Nothing is to be altered; the data must be repeated exactly.

%%

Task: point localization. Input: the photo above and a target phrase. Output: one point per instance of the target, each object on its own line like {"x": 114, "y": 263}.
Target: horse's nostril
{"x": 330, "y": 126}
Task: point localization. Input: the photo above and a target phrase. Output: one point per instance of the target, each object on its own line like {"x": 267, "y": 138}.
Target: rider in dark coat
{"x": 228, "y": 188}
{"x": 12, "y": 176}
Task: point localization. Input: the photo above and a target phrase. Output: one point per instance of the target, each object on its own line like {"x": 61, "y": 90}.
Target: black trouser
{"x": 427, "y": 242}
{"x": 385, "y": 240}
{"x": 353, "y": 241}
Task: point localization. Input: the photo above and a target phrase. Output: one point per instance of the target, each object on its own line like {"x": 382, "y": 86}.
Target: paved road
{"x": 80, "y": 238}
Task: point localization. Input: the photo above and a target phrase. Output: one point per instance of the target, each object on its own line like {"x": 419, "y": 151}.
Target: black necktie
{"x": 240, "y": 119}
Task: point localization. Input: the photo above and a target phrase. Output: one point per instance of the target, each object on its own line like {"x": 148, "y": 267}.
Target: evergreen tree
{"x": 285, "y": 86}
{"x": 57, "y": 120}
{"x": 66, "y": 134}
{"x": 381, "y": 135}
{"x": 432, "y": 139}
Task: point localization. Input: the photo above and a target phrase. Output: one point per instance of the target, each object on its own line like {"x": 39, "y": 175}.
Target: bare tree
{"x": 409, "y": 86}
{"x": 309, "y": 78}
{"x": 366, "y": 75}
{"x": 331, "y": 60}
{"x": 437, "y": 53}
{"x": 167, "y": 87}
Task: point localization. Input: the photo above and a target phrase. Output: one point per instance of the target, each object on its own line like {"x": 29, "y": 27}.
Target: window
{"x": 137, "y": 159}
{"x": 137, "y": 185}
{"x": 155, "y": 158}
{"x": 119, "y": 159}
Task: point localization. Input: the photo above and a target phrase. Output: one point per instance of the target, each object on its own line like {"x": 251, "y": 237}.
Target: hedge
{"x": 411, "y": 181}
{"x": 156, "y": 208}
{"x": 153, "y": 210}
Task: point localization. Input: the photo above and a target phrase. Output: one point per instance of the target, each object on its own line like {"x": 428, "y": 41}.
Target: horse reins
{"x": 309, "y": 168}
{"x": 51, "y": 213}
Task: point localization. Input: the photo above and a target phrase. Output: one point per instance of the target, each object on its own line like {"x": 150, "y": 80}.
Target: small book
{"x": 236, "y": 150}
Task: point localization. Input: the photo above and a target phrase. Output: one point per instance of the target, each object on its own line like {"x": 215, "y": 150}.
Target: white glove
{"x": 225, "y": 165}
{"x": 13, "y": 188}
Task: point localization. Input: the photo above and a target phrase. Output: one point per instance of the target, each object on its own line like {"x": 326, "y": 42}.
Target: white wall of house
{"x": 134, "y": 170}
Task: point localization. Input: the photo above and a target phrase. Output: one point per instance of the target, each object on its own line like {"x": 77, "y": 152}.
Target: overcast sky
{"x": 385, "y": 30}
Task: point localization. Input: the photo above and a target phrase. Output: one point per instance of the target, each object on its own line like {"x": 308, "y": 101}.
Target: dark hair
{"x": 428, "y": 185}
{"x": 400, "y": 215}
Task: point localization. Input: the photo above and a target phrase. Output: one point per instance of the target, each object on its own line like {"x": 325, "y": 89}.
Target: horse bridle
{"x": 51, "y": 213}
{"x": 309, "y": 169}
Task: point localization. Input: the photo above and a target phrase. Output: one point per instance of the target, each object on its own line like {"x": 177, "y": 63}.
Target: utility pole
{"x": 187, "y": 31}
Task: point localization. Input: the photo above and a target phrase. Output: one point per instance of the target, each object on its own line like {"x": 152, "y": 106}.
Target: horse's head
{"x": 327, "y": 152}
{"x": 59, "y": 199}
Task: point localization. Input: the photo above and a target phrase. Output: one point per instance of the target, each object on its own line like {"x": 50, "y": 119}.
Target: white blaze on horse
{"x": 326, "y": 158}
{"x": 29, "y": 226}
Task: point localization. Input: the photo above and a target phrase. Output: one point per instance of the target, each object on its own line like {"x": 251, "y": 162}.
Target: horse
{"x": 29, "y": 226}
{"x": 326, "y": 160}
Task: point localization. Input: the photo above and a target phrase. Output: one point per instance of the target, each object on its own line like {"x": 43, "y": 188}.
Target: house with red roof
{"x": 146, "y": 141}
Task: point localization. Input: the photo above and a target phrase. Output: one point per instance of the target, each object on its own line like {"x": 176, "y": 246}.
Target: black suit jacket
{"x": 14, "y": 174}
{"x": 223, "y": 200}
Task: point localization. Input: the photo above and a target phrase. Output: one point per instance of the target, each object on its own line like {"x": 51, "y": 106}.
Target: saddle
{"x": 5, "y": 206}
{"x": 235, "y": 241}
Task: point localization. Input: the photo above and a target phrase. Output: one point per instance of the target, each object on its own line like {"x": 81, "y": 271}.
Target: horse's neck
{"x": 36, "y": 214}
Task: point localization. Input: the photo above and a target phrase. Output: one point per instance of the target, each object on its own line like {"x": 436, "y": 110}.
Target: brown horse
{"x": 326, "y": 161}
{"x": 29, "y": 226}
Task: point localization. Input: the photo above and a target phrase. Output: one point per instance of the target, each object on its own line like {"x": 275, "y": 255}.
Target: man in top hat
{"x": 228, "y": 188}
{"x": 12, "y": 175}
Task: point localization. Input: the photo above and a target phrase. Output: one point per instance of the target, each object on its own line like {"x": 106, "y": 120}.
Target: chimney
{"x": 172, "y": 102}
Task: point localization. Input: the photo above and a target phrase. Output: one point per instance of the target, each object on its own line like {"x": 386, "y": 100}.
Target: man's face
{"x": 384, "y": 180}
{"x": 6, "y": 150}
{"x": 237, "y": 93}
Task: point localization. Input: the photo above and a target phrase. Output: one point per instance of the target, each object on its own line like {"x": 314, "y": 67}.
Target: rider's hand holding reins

%%

- _Written response_
Task: point localization. Input: the photo above and a target phrase. Output: one point per instance of the target, each object on its own line like {"x": 114, "y": 263}.
Target: horse's nostril
{"x": 330, "y": 126}
Task: point localization. Input: the photo above and a target phrase. Output: one point per instance of the target, each object on its own line like {"x": 267, "y": 138}.
Target: rider in dark coat
{"x": 228, "y": 188}
{"x": 12, "y": 176}
Task: point localization. Input: the photo above and a target phrase. Output: one point per instance of the target, each object on its own line like {"x": 61, "y": 90}.
Target: black trouser
{"x": 427, "y": 242}
{"x": 385, "y": 240}
{"x": 353, "y": 241}
Task: point localization. Input: the photo above and a target phrase. Output: one point per instance of the target, each object on its own line like {"x": 382, "y": 86}.
Target: paved road
{"x": 80, "y": 238}
Task: point localization. Input: the photo above and a target phrase. Output: one point per instance of the target, each object on its own line like {"x": 419, "y": 151}.
Target: black necktie
{"x": 240, "y": 119}
Task: point localization. Input: the photo above and a target phrase. Output: one point per instance of the target, each object on its own line like {"x": 148, "y": 267}.
Target: evergreen tree
{"x": 285, "y": 86}
{"x": 57, "y": 120}
{"x": 66, "y": 134}
{"x": 381, "y": 135}
{"x": 432, "y": 139}
Task: point localization. Input: the photo above and a target phrase. Output: one point per instance of the target, each object on its own line like {"x": 39, "y": 175}.
Target: bare tree
{"x": 409, "y": 86}
{"x": 309, "y": 78}
{"x": 366, "y": 75}
{"x": 331, "y": 60}
{"x": 437, "y": 53}
{"x": 167, "y": 87}
Task: point localization. Input: the photo above and a target phrase. Output: one point per instance of the target, each object on its own line like {"x": 29, "y": 27}.
Target: window
{"x": 137, "y": 159}
{"x": 137, "y": 185}
{"x": 155, "y": 158}
{"x": 119, "y": 159}
Task: point localization. Input: the photo above and a target phrase. Output: one point per instance of the target, each object on its own line like {"x": 251, "y": 237}.
Target: hedge
{"x": 411, "y": 181}
{"x": 156, "y": 208}
{"x": 153, "y": 210}
Task: point localization. Input: the photo above and a target phrase. Output: one point per instance of the target, each object on its own line like {"x": 428, "y": 41}.
Target: horse reins
{"x": 309, "y": 168}
{"x": 51, "y": 213}
Task: point localization. Input: the photo above and a target phrase. Output: one point per instance of the target, each object on its own line like {"x": 150, "y": 80}.
Target: small book
{"x": 236, "y": 150}
Task: point localization. Input: the photo above and a target phrase. Output: one point per instance of the target, each object on its own line like {"x": 215, "y": 150}.
Target: white glove
{"x": 225, "y": 165}
{"x": 13, "y": 188}
Task: point localization. Input: the photo above and a target phrase. Output: one point per instance of the target, each object on its own line like {"x": 326, "y": 42}.
Target: white wall of house
{"x": 134, "y": 170}
Task: point localization. Input: the photo above and a target phrase. Output: one point per instance of the target, each object on its own line like {"x": 77, "y": 152}.
Target: overcast sky
{"x": 385, "y": 30}
Task: point localization. Input: the photo above and a target phrase. Output: one point per instance of the target, each object on its own line like {"x": 308, "y": 101}.
Target: dark hair
{"x": 428, "y": 185}
{"x": 400, "y": 215}
Task: point localization. Input: the photo above and a target phrase. Output: one point per instance of the target, each object on its own line like {"x": 325, "y": 89}.
Target: horse bridle
{"x": 51, "y": 213}
{"x": 309, "y": 169}
Task: point localization. Input: the photo above and a target phrase. Output: one point per instance of the target, each object on its own line like {"x": 177, "y": 63}.
Target: utility pole
{"x": 187, "y": 31}
Task: point localization. Input: the photo above and a target phrase. Output: one point per instance of the target, each object on its own line like {"x": 152, "y": 106}.
Target: horse's head
{"x": 327, "y": 152}
{"x": 59, "y": 199}
Task: point localization. Input: the photo above and a target phrase. Output: one point per instance of the target, each object on its own line like {"x": 50, "y": 119}.
Target: white blaze on horse
{"x": 326, "y": 158}
{"x": 29, "y": 226}
Task: point localization. Input: the photo above and a target phrase. Output: one point per instance of the target, each object on its own line like {"x": 251, "y": 162}.
Target: horse
{"x": 29, "y": 226}
{"x": 326, "y": 160}
Task: point localization. Input: the photo above and a target phrase. Output: one point per instance of the target, each object on its own line like {"x": 43, "y": 188}.
Target: house with red roof
{"x": 146, "y": 141}
Task: point localization. Input: the photo above and a target phrase. Output: one point per instance of the target, each object on its own line like {"x": 176, "y": 246}.
Target: black suit jacket
{"x": 14, "y": 174}
{"x": 223, "y": 200}
Task: point localization. Input: the photo above and a target phrase. Output: one point per instance of the target, each object on its own line like {"x": 51, "y": 106}.
Target: saddle
{"x": 5, "y": 206}
{"x": 235, "y": 241}
Task: point localization. Input: the photo above and a target phrase. Output: one point per instance of the target, each object on its own line like {"x": 81, "y": 271}.
Target: horse's neck
{"x": 36, "y": 214}
Task: point localization. Input: the photo above and a target phrase. Output: one point per instance of the target, each object on its own line like {"x": 436, "y": 110}.
Target: brown horse
{"x": 326, "y": 161}
{"x": 29, "y": 226}
Task: point localization. Input: the photo above and a target phrase. Output: one point per instance of the target, each object on its own line like {"x": 275, "y": 255}.
Target: man in top hat
{"x": 228, "y": 188}
{"x": 12, "y": 175}
Task: point localization. Input: the photo above and a target phrase. Output: one point per instance of the target, each object on its own line like {"x": 106, "y": 120}.
Target: chimney
{"x": 172, "y": 102}
Task: point localization. Input: the photo above and a target phrase. Output: one point per instance of the target, each object on its own line like {"x": 386, "y": 100}.
Target: man's face
{"x": 384, "y": 180}
{"x": 6, "y": 150}
{"x": 237, "y": 93}
Task: point localization. Input: the photo above and a target phrase. Output: one point per instance of the target, each object on its own line like {"x": 314, "y": 67}.
Target: rider's hand holding reins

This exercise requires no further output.